## Page extract
──────────────────────────────

3.7.3 Datasets and practical applications
-
Artificially generated datasets Vectors in artificial datasets are usually generated to follow a known distribution (e.g., the Gaussian distribution). Therefore, the underlying data characteristics are known (which is not always achievable in the case of benchmark and real-life sets). Additionally, artificially generated sets are often straight-forward to visualize. Such datasets are used to understand the behavior of new training set selection algorithms (e.g., whether the vectors in the refined sets are positioned near the decision hyperplane or whether there are any vectors that could be removed from the refined sets as they are not selected as SVs). Several artificially generated datasets are available at http://sun.aei.polsl.pl/~jnalepa/SVM/ (see example datasets in Fig. 10—white and black pixels visualize vectors from the positive \(\varvec{T}_{+}\) and negative \(\varvec{T}_{-}\) classes; training set vectors are grouped into clusters in the \(\alpha \) versions of these 2D sets).
-
Benchmark datasets Such datasets (of different characteristics) are exploited to compare the performance of training set selection algorithms (benchmark sets were used in more than \(70\%\) of papers presented in this review). These datasets can be downloaded from the following repositories:In Table 4, we gather the characteristics of ten most frequently used (in the analyzed papers) benchmark sets alongside the repository name (the same dataset can be often downloaded from more than one repository). For multi-class sets (e.g., Yeast), pairwise coupling is performed—the multi-class classification problem is decomposed into two-class problems and the majority voting principle is used (a number of binary SVMs vote for the final class label for an incoming vector). Although the sizes of these benchmark datasets are not very large, they are widely used in the literature to compare training set selection algorithms (also thanks to a well-defined experimental protocol which is often presented at a repository website—it makes the comparisons much easier).
-
Knowledge Extraction based on Evolutionary Learning (KEEL) repository: http://www.keel.es/.
-
LibSVM repository: https://www.csie.ntu.edu.tw/~cjlin/libsvmtools/datasets/.
-
Practical applications and real-life datasets Although the amount of generated data is steadily growing nowadays and the size of training sets became a real obstacle in exploiting SVMs in practice, only less than \(45\%\) of all investigated training set selection algorithms were tested using real-life datasets.6 The most interesting practical scenarios in which training set selection algorithms have been tested and utilized include:
-
Hand-written digits classification In several works (Shin and Cho 2003, 2007; Nishida and Kurita 2008), the authors tackled the multi-class hand-written digits classification problem and exploited the MNIST dataset (http://yann.lecun.com/exdb/mnist/). They applied SVM training set selection algorithms to retrieve useful data from \(6\times 10^5\) training images (hand-written digits belonging to 10 classes, see Fig. 11). Important applications of the automated analysis of the digitalized hand-written text include bank check processing, postal address identification, analysis of historical documents or biometric authentication.

──────────────────────────────

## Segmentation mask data

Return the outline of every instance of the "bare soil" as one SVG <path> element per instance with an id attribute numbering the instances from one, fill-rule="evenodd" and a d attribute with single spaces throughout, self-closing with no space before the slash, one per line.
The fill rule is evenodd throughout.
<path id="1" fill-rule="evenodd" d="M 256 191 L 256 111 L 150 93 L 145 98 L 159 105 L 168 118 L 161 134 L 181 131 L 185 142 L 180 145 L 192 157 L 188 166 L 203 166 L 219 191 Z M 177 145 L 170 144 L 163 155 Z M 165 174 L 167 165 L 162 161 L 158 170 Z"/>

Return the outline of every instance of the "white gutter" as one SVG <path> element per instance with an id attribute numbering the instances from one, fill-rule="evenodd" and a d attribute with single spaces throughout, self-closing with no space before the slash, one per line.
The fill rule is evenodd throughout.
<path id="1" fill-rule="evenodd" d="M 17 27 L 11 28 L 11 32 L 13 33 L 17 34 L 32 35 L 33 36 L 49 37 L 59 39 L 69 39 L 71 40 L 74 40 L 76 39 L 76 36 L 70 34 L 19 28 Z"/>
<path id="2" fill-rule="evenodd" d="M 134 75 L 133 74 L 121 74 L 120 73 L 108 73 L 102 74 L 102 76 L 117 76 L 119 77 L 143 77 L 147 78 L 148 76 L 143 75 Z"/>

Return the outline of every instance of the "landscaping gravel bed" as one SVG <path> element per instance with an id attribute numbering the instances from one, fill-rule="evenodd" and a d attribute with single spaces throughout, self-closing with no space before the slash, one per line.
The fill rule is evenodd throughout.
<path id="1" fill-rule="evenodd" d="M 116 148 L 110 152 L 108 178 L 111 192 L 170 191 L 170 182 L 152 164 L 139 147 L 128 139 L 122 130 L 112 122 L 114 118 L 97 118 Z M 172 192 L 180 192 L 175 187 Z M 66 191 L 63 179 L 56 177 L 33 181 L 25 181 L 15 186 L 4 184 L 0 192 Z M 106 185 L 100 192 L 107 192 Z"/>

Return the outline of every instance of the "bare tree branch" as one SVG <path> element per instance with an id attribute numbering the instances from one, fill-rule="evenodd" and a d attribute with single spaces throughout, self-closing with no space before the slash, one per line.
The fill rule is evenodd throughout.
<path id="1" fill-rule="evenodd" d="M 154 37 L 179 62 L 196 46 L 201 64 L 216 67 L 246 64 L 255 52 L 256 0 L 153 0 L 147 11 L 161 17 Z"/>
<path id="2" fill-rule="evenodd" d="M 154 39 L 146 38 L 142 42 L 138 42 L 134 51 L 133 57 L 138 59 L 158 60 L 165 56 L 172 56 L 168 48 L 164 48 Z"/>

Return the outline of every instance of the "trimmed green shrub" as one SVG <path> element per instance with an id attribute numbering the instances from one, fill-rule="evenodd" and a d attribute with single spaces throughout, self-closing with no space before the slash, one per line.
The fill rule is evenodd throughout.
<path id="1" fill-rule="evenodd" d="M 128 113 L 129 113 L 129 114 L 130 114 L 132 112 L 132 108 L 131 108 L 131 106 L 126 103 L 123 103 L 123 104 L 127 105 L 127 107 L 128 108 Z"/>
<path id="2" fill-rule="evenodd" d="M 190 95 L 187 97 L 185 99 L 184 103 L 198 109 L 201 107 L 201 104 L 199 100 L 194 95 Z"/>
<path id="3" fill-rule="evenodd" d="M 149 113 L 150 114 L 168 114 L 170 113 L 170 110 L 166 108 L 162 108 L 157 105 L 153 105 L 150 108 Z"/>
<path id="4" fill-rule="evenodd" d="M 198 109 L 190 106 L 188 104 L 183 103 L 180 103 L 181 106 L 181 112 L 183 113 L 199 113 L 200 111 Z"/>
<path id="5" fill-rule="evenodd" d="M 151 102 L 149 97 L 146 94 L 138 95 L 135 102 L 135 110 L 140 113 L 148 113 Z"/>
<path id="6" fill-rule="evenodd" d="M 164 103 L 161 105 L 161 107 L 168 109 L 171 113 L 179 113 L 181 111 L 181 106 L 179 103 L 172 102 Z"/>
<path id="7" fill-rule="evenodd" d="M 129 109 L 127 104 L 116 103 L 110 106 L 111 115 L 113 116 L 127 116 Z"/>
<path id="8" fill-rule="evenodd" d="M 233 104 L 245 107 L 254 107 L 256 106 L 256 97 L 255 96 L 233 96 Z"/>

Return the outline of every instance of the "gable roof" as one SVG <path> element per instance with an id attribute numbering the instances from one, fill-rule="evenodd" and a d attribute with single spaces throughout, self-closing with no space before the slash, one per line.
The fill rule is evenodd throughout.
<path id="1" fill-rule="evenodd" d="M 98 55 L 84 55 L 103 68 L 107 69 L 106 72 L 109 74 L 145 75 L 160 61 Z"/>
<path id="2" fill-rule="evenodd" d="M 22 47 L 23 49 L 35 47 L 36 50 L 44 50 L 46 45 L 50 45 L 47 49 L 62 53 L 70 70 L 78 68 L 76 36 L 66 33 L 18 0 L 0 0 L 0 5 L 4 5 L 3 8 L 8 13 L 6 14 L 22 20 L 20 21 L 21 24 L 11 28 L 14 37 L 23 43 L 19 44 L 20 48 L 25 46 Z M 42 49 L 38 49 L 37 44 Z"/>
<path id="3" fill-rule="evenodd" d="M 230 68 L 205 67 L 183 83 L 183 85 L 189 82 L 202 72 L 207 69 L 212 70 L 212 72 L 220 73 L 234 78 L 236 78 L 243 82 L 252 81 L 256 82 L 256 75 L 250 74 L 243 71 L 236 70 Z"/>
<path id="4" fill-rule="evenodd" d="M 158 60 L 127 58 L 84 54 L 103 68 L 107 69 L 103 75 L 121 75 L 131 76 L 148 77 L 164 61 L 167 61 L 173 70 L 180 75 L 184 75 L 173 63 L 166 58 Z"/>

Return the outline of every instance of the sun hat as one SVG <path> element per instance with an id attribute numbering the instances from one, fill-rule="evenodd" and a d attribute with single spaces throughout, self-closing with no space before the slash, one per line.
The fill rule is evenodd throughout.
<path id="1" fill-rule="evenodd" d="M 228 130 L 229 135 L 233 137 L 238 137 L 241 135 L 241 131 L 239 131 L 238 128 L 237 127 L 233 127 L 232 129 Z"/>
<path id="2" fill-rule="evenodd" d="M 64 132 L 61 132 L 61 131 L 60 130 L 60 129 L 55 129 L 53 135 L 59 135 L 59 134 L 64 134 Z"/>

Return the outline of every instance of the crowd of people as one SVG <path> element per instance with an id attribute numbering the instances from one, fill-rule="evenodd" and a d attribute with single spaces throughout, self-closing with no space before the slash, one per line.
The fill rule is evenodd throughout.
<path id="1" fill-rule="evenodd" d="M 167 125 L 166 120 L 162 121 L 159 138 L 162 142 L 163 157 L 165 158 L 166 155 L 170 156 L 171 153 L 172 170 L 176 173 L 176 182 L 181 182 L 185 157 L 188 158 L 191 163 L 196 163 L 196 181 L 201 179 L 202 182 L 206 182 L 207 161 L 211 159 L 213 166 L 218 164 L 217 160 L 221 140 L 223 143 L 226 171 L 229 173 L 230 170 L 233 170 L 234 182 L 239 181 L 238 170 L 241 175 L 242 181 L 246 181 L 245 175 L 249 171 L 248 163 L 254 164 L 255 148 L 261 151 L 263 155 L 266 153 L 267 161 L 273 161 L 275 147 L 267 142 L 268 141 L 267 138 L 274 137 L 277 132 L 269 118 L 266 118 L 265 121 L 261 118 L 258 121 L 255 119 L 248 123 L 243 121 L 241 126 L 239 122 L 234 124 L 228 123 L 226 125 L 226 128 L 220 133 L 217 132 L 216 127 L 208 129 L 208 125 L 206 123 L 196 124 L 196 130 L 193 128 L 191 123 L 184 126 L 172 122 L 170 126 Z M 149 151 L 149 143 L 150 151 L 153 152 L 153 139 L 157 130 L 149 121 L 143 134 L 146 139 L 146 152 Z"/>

──────────────────────────────

## Prompt 1
According to the passage on datasets and practical applications, in what share of the reviewed papers were benchmark sets used?
## Prompt 2
Pick up the passage on datasets and practical applications after its final sentence and carry it forward.

## Your response 1
More than 70% of the papers.

## Your response 2
-
Skin detection and segmentation Detecting pixels representing human skin in color images (which is a preliminary step of the skin region segmentation process whose aim is to determine the boundaries of skin regions) is a difficult and important pattern recognition task. Its applications include content filtering, hand and face detection and tracking, human-computer interaction and many more (Kawulok et al. 2014). Kawulok and Nalepa (2012) generated the Skin dataset of skin and non-skin pixels (in the YC\(_{b}\)C\(_{r}\) color space; \(4\times 10^6\) pixels in total)—they exploited images from the ECU face and skin detection database elaborated by Phung et al. (2005) (see example images in Fig. 12—note that skin pixels expose different color and intensity characteristics), and used this set to test their several SVM training set selection algorithms (Nalepa and Kawulok 2014a, b, 2016a; Kawulok and Nalepa 2014a; Nalepa 2016).
-
Hand pose estimation Kawulok and Nalepa (2014b) applied SVMs to recognize hand poses based on the shape context descriptors (Belongie et al. 2002). In their approach, vectors of differences between two hand shapes are classified to determine whether they represent the same pose (hence, the class decision is indirect). The authors showed that training sets can become very large even for a relatively small number of gestures (i.e., for n gestures, \(\frac{n!}{2\cdot (n-2)!}\) feature vectors are obtained). To make SVMs applicable in this scenario, a genetic technique was utilized for selecting refined SVM training sets (Kawulok and Nalepa 2012).
-
Face detection Kawulok (2007) and Wang et al. (2013a) verified their SVM training set selection algorithms in the face detection problem—Wang et al. (2013a) exploited a dataset with almost 3500 images, whereas Kawulok (2007) used 1000 images from the famous Feret database presented by Phillips et al. (1998). Face detection is a pattern recognition task aimed at determining whether or not an input image contains a human face. Face detection algorithms are being exploited in surveillance systems, human–computer interaction and entertainment applications, human gait characterization, gender classification and many more (Paul and Haque 2013).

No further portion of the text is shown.